» **Study questions**:
A. Write out the part of the thread on Amazon delivery drivers from "Amazon drivers pushed" to "minutes, on average.", word for word.
B. Carry on the thread about Amazon delivery drivers, starting after its last sentence.

Amazon drivers pushed to the limit as holiday deliveries reach a frenzy - mbgaxyz
http://www.latimes.com/business/la-fi-amazon-drivers-20161218-story.html
======
mbgaxyz
Delivery rate ~ one box every 2 or 3 minutes

> He starts each day with about 260 boxes, which he has to drop off at maybe
> 200 addresses across up to 80 miles in Southern California. Factoring in the
> time needed to load and gas up his white van, which sometimes sports a
> magnetized Amazon logo on the back door, Echeverria has to hit one home
> every two minutes, on average.

> Prime Now orders — an Amazon service launched in 2014 that allows customers
> to get a product within hours of clicking on it. She says Amazon gave her up
> to 72 packages to deliver in four hours, meaning she had to deposit one
> package roughly every three minutes.

» **Collected data**:

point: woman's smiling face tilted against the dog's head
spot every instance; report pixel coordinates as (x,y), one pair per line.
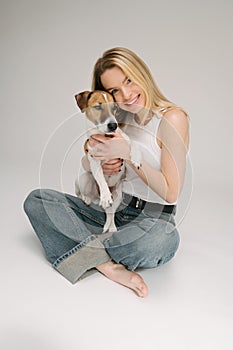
(127,94)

» **Numbered answers**:
A.
Amazon drivers pushed to the limit as holiday deliveries reach a frenzy - mbgaxyz
http://www.latimes.com/business/la-fi-amazon-drivers-20161218-story.html
======
mbgaxyz
Delivery rate ~ one box every 2 or 3 minutes

> He starts each day with about 260 boxes, which he has to drop off at maybe
> 200 addresses across up to 80 miles in Southern California. Factoring in the
> time needed to load and gas up his white van, which sometimes sports a
> magnetized Amazon logo on the back door, Echeverria has to hit one home
> every two minutes, on average.

B.
Remote tracking via Android app:

> Amazon gives him an Android phone with an app that scans packages and
> determines his route. He says it is also used to track how much of a dent
> he’s made in his delivery load that day. He has learned not to stop for
> lunch because, he said, Amazon employees will call his dispatcher at any
> point in the day if they notice that he’s behind schedule.

Complaint threshold of 0.2%:

> Amazon does not want any individual driver to exceed a ratio of two
> complaints for every 1,000 packages they’re tasked with delivering. But he
> said that Amazon does not instruct LMS to fire drivers who have had a trend
> of high complaints. LMS independently starts a disciplinary process, he
> said, starting with retraining, if a driver has a high number of citations
> for two consecutive weeks.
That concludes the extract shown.